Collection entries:
:::
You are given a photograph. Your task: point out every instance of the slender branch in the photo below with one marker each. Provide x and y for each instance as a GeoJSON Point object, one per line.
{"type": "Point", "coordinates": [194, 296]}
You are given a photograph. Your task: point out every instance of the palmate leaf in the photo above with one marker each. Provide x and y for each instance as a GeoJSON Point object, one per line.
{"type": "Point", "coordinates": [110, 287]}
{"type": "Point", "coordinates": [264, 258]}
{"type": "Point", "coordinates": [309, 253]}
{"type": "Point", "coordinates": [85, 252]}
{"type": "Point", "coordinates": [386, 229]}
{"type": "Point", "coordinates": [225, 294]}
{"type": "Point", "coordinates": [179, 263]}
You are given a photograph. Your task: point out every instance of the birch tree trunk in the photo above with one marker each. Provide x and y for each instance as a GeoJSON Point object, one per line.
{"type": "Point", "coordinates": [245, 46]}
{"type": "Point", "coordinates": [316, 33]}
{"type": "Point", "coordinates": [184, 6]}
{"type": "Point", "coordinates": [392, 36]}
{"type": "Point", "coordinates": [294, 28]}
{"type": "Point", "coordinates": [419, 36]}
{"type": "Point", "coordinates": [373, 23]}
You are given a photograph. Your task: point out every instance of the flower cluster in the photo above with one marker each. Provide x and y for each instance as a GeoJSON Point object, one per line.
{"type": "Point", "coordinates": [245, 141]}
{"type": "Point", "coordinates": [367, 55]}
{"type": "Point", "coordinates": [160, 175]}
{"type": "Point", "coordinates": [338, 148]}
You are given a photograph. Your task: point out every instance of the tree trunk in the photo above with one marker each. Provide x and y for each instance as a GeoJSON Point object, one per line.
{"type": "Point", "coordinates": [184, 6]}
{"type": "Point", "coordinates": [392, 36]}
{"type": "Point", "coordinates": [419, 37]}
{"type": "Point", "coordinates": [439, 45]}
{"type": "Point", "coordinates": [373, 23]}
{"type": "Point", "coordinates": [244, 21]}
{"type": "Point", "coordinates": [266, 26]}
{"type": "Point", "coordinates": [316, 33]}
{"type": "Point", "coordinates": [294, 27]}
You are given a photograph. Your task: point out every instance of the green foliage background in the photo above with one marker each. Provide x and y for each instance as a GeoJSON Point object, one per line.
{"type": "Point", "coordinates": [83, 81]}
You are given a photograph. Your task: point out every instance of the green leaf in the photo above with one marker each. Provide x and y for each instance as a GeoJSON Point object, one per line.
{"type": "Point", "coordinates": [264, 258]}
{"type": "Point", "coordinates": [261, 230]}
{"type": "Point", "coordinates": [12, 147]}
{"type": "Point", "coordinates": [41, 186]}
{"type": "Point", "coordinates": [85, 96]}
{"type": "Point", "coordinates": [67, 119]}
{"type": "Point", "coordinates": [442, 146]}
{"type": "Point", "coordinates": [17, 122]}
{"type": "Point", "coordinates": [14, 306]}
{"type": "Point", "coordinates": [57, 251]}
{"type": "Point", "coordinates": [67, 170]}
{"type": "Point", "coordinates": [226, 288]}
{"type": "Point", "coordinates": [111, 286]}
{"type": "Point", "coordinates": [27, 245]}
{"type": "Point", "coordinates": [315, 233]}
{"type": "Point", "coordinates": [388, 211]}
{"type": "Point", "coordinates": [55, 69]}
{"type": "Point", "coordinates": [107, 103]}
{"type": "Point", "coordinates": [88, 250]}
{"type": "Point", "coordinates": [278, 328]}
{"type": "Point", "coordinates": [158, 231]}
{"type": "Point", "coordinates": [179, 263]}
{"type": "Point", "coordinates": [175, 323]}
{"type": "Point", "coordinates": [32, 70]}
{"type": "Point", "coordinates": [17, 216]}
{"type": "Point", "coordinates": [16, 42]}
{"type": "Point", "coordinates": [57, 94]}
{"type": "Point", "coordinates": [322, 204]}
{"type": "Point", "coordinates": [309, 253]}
:::
* [Exercise aim]
Reproduce the records word for word.

* [Response to this exercise]
You are given a photograph. Your task: point out every instance of the slender branch in the photo below with one marker each. Provide x and y for each instance as a GeoJSON Point object, one per line.
{"type": "Point", "coordinates": [194, 296]}
You are given a photograph. Your task: point out every instance of the palmate leaf in the photo above with one marker each. Provide x and y for each instance as a GeoJSON Point object, one per line.
{"type": "Point", "coordinates": [110, 287]}
{"type": "Point", "coordinates": [264, 258]}
{"type": "Point", "coordinates": [309, 253]}
{"type": "Point", "coordinates": [85, 252]}
{"type": "Point", "coordinates": [386, 229]}
{"type": "Point", "coordinates": [225, 294]}
{"type": "Point", "coordinates": [179, 263]}
You are given a photograph. Your task: point out every instance of the birch tree trunk in the photo above with one marker each. Provide x and y for each instance as a GeoJSON Point object, one per line.
{"type": "Point", "coordinates": [245, 46]}
{"type": "Point", "coordinates": [316, 33]}
{"type": "Point", "coordinates": [184, 6]}
{"type": "Point", "coordinates": [392, 36]}
{"type": "Point", "coordinates": [294, 28]}
{"type": "Point", "coordinates": [419, 36]}
{"type": "Point", "coordinates": [373, 23]}
You are given a photograph. Your task: point out every instance of the flower cluster in the photo above with one marker each. Provide x and y for each instance as a GeoJSON Point object, one per line.
{"type": "Point", "coordinates": [245, 141]}
{"type": "Point", "coordinates": [367, 55]}
{"type": "Point", "coordinates": [160, 175]}
{"type": "Point", "coordinates": [338, 148]}
You are given a photograph. Your task: point out every instance of the tree trunk in the photo above with one marker each. Provide x and y for each instance as a GeoJSON Point object, one per line.
{"type": "Point", "coordinates": [184, 6]}
{"type": "Point", "coordinates": [392, 36]}
{"type": "Point", "coordinates": [419, 37]}
{"type": "Point", "coordinates": [439, 45]}
{"type": "Point", "coordinates": [373, 23]}
{"type": "Point", "coordinates": [244, 21]}
{"type": "Point", "coordinates": [266, 26]}
{"type": "Point", "coordinates": [316, 33]}
{"type": "Point", "coordinates": [294, 27]}
You are given a photograph. Your task: point out every instance of the green foliage background in the photo above with one marker each. Provide x and y for each instance as a GeoJSON Point object, one per line.
{"type": "Point", "coordinates": [83, 81]}
You are given a photograph. Your task: point out every instance of the green leaf in the photo above with one marker each. Provide x and y for each instance as a GeoJSON Point object, one per line.
{"type": "Point", "coordinates": [264, 258]}
{"type": "Point", "coordinates": [261, 230]}
{"type": "Point", "coordinates": [12, 147]}
{"type": "Point", "coordinates": [41, 186]}
{"type": "Point", "coordinates": [85, 96]}
{"type": "Point", "coordinates": [67, 119]}
{"type": "Point", "coordinates": [442, 146]}
{"type": "Point", "coordinates": [17, 122]}
{"type": "Point", "coordinates": [14, 306]}
{"type": "Point", "coordinates": [57, 251]}
{"type": "Point", "coordinates": [67, 170]}
{"type": "Point", "coordinates": [226, 288]}
{"type": "Point", "coordinates": [111, 286]}
{"type": "Point", "coordinates": [27, 245]}
{"type": "Point", "coordinates": [315, 233]}
{"type": "Point", "coordinates": [388, 211]}
{"type": "Point", "coordinates": [55, 69]}
{"type": "Point", "coordinates": [107, 103]}
{"type": "Point", "coordinates": [88, 250]}
{"type": "Point", "coordinates": [278, 328]}
{"type": "Point", "coordinates": [158, 231]}
{"type": "Point", "coordinates": [179, 263]}
{"type": "Point", "coordinates": [175, 323]}
{"type": "Point", "coordinates": [32, 70]}
{"type": "Point", "coordinates": [17, 216]}
{"type": "Point", "coordinates": [16, 42]}
{"type": "Point", "coordinates": [57, 94]}
{"type": "Point", "coordinates": [322, 204]}
{"type": "Point", "coordinates": [309, 253]}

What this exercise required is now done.